→ **Task instructions**:
Answer these questions about the pyaccumulo thread below:
(a) What setting value did Diego Woitasen report trying, and what result did he get?
(b) What does Josh Elser assume is running alongside the tserver on that node?
(c) How does Josh Elser describe ec2 nodes in general?

→ **Source extract**:
______________________________
Re: Error stressing with pyaccumulo app

Diego Woitasen Tue, 11 Feb 2014 07:49:54 -0800

Same results with 2G tserver.memory.maps.max.

May be we just reached the limit :)


On Mon, Feb 10, 2014 at 7:08 PM, Diego Woitasen
<[email protected]> wrote:
> On Mon, Feb 10, 2014 at 6:21 PM, Josh Elser <[email protected]> wrote:
>> I assume you're running a datanode along side the tserver on that node? That
>> may be stretching the capabilities of that node (not to mention ec2 nodes
>> tend to be a little flakey in general). 2G for the tserver.memory.maps.max
>> might be a little safer.
______________________________
→ **Recorded information**:
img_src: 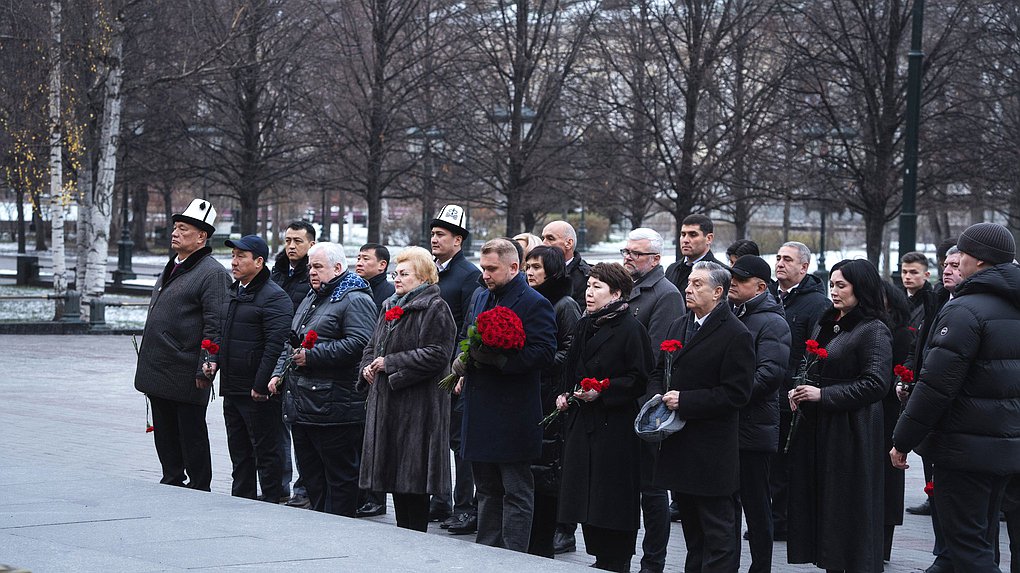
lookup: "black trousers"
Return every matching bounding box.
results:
______________________________
→ **Answer to this task**:
(a) He tried 2G for tserver.memory.maps.max and got the same results.
(b) A datanode.
(c) They tend to be a little flakey.